### WHAT TO WORK ON
Each entry below is to be printed verbatim.

### DATA PROVIDED

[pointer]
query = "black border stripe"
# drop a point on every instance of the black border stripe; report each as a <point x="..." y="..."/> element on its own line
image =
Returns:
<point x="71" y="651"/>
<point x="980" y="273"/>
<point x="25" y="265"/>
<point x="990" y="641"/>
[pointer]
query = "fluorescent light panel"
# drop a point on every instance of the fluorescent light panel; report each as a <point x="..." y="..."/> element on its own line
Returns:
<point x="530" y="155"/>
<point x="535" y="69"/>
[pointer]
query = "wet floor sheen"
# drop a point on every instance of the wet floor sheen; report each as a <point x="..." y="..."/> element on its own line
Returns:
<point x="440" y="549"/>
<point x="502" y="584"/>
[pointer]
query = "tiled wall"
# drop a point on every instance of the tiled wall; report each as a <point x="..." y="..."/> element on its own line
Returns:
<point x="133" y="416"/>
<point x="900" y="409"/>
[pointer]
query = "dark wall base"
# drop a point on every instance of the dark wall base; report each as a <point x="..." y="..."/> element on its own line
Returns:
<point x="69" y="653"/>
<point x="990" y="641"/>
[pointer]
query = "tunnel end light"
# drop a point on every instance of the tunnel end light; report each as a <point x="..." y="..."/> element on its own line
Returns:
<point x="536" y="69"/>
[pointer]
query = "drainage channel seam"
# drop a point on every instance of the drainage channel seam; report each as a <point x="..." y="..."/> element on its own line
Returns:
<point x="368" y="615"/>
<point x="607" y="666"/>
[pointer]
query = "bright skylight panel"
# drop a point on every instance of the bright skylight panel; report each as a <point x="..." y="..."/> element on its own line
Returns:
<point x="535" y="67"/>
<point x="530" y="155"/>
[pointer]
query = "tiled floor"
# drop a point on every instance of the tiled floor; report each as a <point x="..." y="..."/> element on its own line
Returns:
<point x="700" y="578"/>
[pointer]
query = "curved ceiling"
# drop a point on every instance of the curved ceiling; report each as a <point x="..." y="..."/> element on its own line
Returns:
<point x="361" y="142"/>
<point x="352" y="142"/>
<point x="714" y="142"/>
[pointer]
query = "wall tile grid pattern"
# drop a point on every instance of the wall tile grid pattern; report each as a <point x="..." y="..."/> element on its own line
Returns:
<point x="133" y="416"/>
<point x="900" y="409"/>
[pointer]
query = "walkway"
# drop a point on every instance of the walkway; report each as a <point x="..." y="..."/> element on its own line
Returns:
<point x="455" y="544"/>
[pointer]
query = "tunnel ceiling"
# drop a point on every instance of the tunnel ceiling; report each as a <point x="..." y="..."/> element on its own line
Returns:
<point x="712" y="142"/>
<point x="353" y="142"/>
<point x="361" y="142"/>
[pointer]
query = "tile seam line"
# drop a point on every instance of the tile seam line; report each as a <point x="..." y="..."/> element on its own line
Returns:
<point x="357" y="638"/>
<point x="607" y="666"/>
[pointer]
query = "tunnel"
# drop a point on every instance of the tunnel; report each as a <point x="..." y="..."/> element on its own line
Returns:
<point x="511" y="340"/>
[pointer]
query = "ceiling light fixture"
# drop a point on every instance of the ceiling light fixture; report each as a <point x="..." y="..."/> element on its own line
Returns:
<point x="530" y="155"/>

### ANSWER BELOW
[pointer]
query = "black border stripe"
# drop a point on every instance of the black border stripe; report each as a <point x="..." y="..."/> element on its own line
image =
Returns:
<point x="71" y="651"/>
<point x="980" y="273"/>
<point x="25" y="265"/>
<point x="990" y="641"/>
[pointer]
query = "fluorescent light panel"
# drop a point on every instance of the fluorescent light panel; report each as a <point x="..." y="..."/> element on its own line
Returns:
<point x="530" y="155"/>
<point x="535" y="69"/>
[pointer]
query = "wet floor sheen"
# drop a point on every instance of the wet floor sheen; report each as a <point x="..." y="..."/> element on its own line
Returns:
<point x="440" y="549"/>
<point x="502" y="584"/>
[pointer]
query = "tiled wall"
# drop a point on every instance of the tiled wall; report each as a <point x="..." y="..."/> element on its own line
Returns:
<point x="133" y="416"/>
<point x="900" y="409"/>
[pointer]
query = "dark wall base"
# drop a point on every instance of the dark wall base; report each as a <point x="..." y="..."/> element on its own line
Returns:
<point x="69" y="653"/>
<point x="990" y="641"/>
[pointer]
query = "tunnel end light"
# drop a point on every instance of the tunnel end light; report each as a <point x="..." y="..."/> element on its own line
Returns:
<point x="536" y="69"/>
[pointer]
query = "drainage channel seam"
# drop a point on every instance of the drainage channel seam; report each as a <point x="..." y="..."/> element on its own line
Returns:
<point x="368" y="615"/>
<point x="607" y="666"/>
[pointer]
query = "bright skylight panel"
# drop a point on every instance of the bright skylight panel; report each as a <point x="..." y="..."/> element on its own line
Returns:
<point x="535" y="67"/>
<point x="530" y="155"/>
[pointer]
query = "tiled floor"
# drop a point on every instance of the tiled floor; report each as a <point x="..." y="..."/> element on its own line
Returns:
<point x="700" y="578"/>
[pointer]
query = "curved ceiling"
# drop a point on every instance of the curved ceiling; report each as a <point x="..." y="..."/> element on its own line
Returns:
<point x="361" y="142"/>
<point x="352" y="142"/>
<point x="714" y="142"/>
[pointer]
query = "wall tile grid pattern"
# drop a point on every instance of the wall tile grid pattern; report each as a <point x="..." y="..."/> element on its own line
Returns:
<point x="133" y="416"/>
<point x="900" y="409"/>
[pointer]
query = "walkway"
# drop a point on every instance of the walkway; report each as a <point x="..." y="..."/> element on its own line
Returns:
<point x="455" y="544"/>
[pointer]
query = "tunnel ceiling"
# drop a point on every instance of the tunnel ceiling; report each as a <point x="..." y="..."/> element on its own line
Returns:
<point x="712" y="142"/>
<point x="353" y="142"/>
<point x="361" y="142"/>
[pointer]
query = "tile seam line"
# drop a point on every instance of the tile seam line; report each as a <point x="..." y="..."/> element on its own line
Returns:
<point x="357" y="638"/>
<point x="607" y="666"/>
[pointer]
query = "tunnel"
# drop a point on every instance of the tunnel; report each as a <point x="..." y="..."/> element on its own line
Returns:
<point x="511" y="340"/>
[pointer]
query = "ceiling light fixture"
# drop a point on every instance of the ceiling light fixture; report each as a <point x="..." y="..."/> element on its own line
Returns:
<point x="530" y="155"/>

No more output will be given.